What you are asked to do →
Look through the records below, and whenever a line contains "query", copy it.

◇ ◇ ◇ ◇

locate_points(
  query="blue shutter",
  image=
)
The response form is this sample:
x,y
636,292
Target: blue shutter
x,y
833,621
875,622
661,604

◇ ◇ ◇ ◇

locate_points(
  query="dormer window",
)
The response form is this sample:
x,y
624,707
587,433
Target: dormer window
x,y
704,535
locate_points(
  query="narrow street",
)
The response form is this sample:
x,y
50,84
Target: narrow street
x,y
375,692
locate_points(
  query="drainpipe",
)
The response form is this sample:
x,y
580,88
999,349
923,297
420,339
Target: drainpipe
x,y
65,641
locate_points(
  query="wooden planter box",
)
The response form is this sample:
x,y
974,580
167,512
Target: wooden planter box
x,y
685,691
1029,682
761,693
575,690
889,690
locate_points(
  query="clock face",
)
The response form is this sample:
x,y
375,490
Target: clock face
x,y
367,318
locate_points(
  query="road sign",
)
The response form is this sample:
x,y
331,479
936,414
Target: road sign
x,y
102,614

◇ ◇ ◇ ◇

Response below →
  query="blue shutter",
  query="dormer window",
  query="narrow street",
  query="drainpipe",
  query="wooden planter box",
  query="clock face",
  query="road sign",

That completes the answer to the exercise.